April 1 – April 7, 2024
Belarus-West relations

Human Rights in Belarus Remain a Focus of Western Attention

The situation has gotten better
Human Rights in Belarus Remain a Focus of Western Attention
Фото: The Village Belarus

Despite the West’s attention to the Russian-Ukrainian conflict, human rights violations in Belarus remain on the international agenda. The extension of the mandate for the Special Rapporteur on Belarus along with a report from the Human Rights Council indicate groundwork is being laid for assessing the persecutions in Belarus as crimes against humanity.

On April 4th, the UN Human Rights Council at its 55th session in Geneva adopted a resolution on the human rights situation in Belarus. The Council decided to extend the mandate of Anais Marin, the Special Rapporteur on the situation of human rights in Belarus, for another year. The Special Rapporteur is tasked with continuing to monitor developments, make recommendations, conduct consultations with interested parties, and present a report on the human rights situation in Belarus to the Council and the General Assembly in 2025. The United States co-sponsored the UN resolution on continuing reporting on Belarus.

The UN Human Rights Council also resolved to urgently establish a group of three independent experts on the situation of human rights in Belarus for a year (with the possibility of extension). The resolution strongly urges the Lukashenka regime to fully comply with international human rights obligations and to renew the national dialogue on a moratorium and the ultimate abolition of the death penalty.
################
• [QUESTIONS]
1. In the Belarus human rights report, whose mandate did the UN Human Rights Council extend for another year?
2. Continue the Belarus human rights report from its last sentence.
None of the data is needed here.

• [STORED DATA]
################
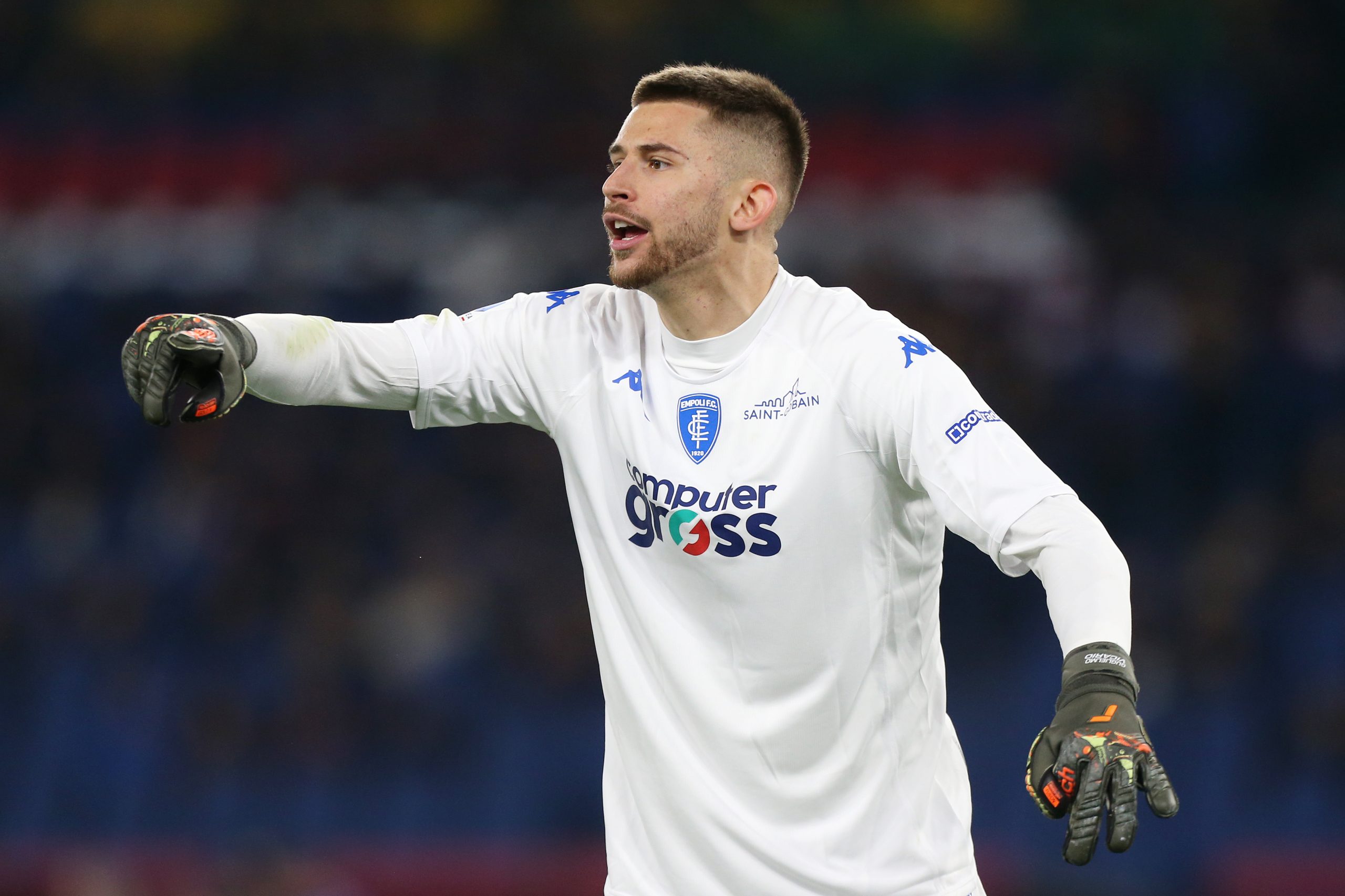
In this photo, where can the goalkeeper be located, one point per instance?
(760, 473)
################
• [ANSWERS TO THE EXERCISE]
1. The Council extended the mandate of Anais Marin, the Special Rapporteur on the situation of human rights in Belarus.

2.
French citizen Anais Marin was appointed as the UN Special Rapporteur on the situation of human rights in Belarus in late September 2018. This position was created following the harsh suppression of a protest action against the falsification of the 2010 presidential elections in Belarus.

The extension of the UN Special Rapporteur’s mandate is a consequence of serious attention to the human rights situation in Belarus. Previously, on March 15th, the UN Human Rights Council published a report on the human rights situation in Belarus before and after the 2020 presidential elections. The preliminary unedited version states grounds for regarding the persecutions in Belarus as a crime against humanity.

The report discusses alleged human rights violations, information about which the Office of the High Commissioner for Human Rights (OHCHR) collected, summarized, preserved, and analyzed. It also makes conclusions in accordance with the applicable international legal framework and offers recommendations to the government and the international community, including holding those responsible accountable through proceedings in national courts based on universally accepted principles of extraterritorial and universal jurisdiction.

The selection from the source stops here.